(REQUIRED TASK): Would you transcribe the whole listing exactly, minus its pictures?

Object location annotation data:
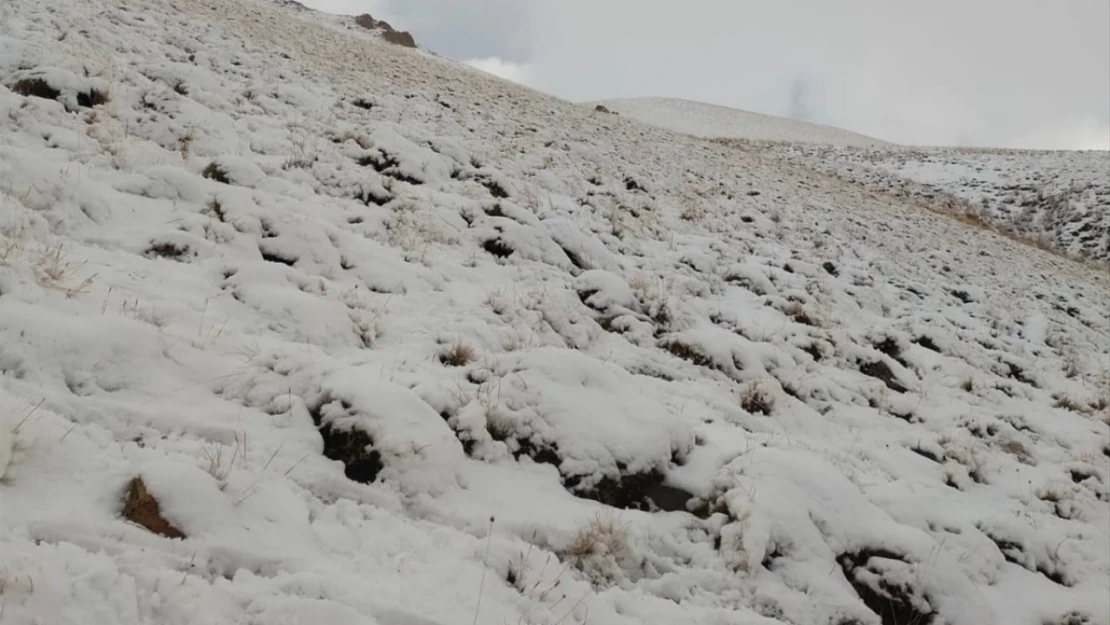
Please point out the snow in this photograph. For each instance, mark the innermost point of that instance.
(713, 121)
(1055, 199)
(473, 354)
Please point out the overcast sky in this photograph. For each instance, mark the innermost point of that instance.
(1015, 73)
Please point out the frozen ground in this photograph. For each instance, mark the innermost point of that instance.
(1056, 199)
(710, 121)
(299, 326)
(1060, 200)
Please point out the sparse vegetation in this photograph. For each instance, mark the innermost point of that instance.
(458, 354)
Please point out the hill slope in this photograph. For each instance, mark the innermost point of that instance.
(300, 326)
(710, 121)
(1060, 200)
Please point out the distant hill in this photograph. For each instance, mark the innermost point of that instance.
(712, 121)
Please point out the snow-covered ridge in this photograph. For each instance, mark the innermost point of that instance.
(1058, 199)
(712, 121)
(300, 326)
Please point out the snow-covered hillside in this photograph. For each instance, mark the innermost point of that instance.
(710, 121)
(1058, 199)
(301, 326)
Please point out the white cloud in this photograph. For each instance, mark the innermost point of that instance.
(989, 72)
(501, 68)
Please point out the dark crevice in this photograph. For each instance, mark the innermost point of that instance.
(890, 601)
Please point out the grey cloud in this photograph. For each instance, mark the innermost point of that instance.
(989, 72)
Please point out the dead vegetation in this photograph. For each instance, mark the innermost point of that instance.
(141, 507)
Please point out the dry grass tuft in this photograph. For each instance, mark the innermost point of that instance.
(142, 508)
(458, 354)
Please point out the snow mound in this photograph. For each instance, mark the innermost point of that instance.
(713, 121)
(1056, 199)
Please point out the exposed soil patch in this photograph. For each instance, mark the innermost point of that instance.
(687, 352)
(881, 371)
(168, 250)
(894, 603)
(36, 88)
(213, 171)
(1015, 553)
(274, 256)
(142, 508)
(352, 446)
(497, 248)
(927, 343)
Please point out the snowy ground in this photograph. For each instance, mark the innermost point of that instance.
(392, 342)
(1060, 200)
(1055, 199)
(710, 121)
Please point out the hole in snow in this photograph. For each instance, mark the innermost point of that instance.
(352, 446)
(895, 603)
(497, 248)
(273, 256)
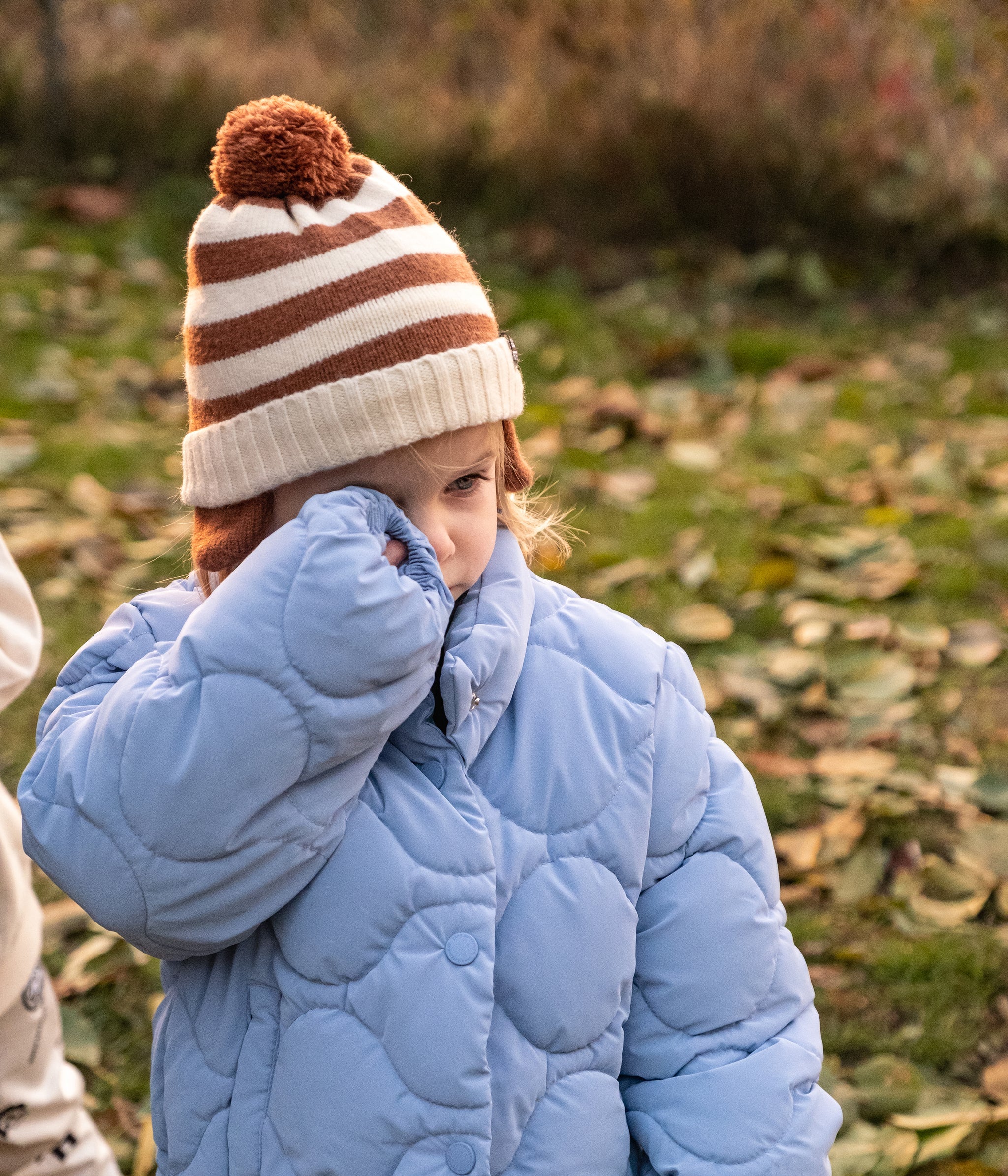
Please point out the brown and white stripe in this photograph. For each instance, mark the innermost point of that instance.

(ANSWER):
Please point out the snow in this photograph. For each instance, mark the innermost point of that instance.
(713, 121)
(1055, 199)
(473, 354)
Please point out the overcast sky in this photograph. For each instance, mark the innermost point of that instance.
(1015, 73)
Please point out the frozen ground in this photograph. For each instance, mark the innermost point of that instance.
(1056, 199)
(710, 121)
(299, 326)
(1060, 200)
Please point out the sparse vegetation in this photograph. For each instance, mark the innermost point of that instance.
(458, 354)
Please point out the hill slope in this photograph. For each instance, mark the innermost point of that instance.
(300, 326)
(710, 121)
(1060, 200)
Please point out the distant hill in this photograph. For each instance, mark the innermost point of that instance.
(712, 121)
Please point out the snow-covered ridge in this photograph. For each instance, mark the innermost point of that instance.
(1058, 199)
(712, 121)
(300, 326)
Please point out the snow-covered hillside in this photograph. For each instance, mark the innermost point of that instance.
(710, 121)
(1058, 199)
(301, 326)
Please point out the white cloud in this photograph. For each instance, mark the innermost point of that instance.
(989, 72)
(501, 68)
Please point out the dark crevice in this photograph. For each instance, mark the innermost point of that instance.
(890, 601)
Please point out the grey cloud in this photograph. For each instance, mark the innermost point of that instance.
(989, 72)
Please point out the dead vegetation in this photograph. For each instance, mark the innermost point of that instance.
(141, 507)
Please point out the dry grass tuft in this photograph. For each instance, mark the innermost point of that instance.
(142, 508)
(458, 354)
Please point out the snow mound in this photograph. For each instance, mark the innermost point of that instance.
(713, 121)
(1056, 199)
Please point out the exposed soil patch in this photograph. For each instance, mark the innermost point of that instance.
(687, 352)
(881, 371)
(168, 250)
(894, 603)
(36, 88)
(213, 171)
(1015, 553)
(274, 256)
(142, 508)
(352, 446)
(497, 248)
(927, 343)
Please point out the snowy ground in this photograph. For each instance, mark the innermost point of that instance.
(392, 342)
(1060, 200)
(1055, 199)
(710, 121)
Please point out the hole in snow in this photograph. For each instance, mark the innermost point of that instance.
(352, 446)
(895, 603)
(497, 248)
(273, 256)
Please point out the brown and white stripe in this photograph. For each instance, mark the innermost point of that instance.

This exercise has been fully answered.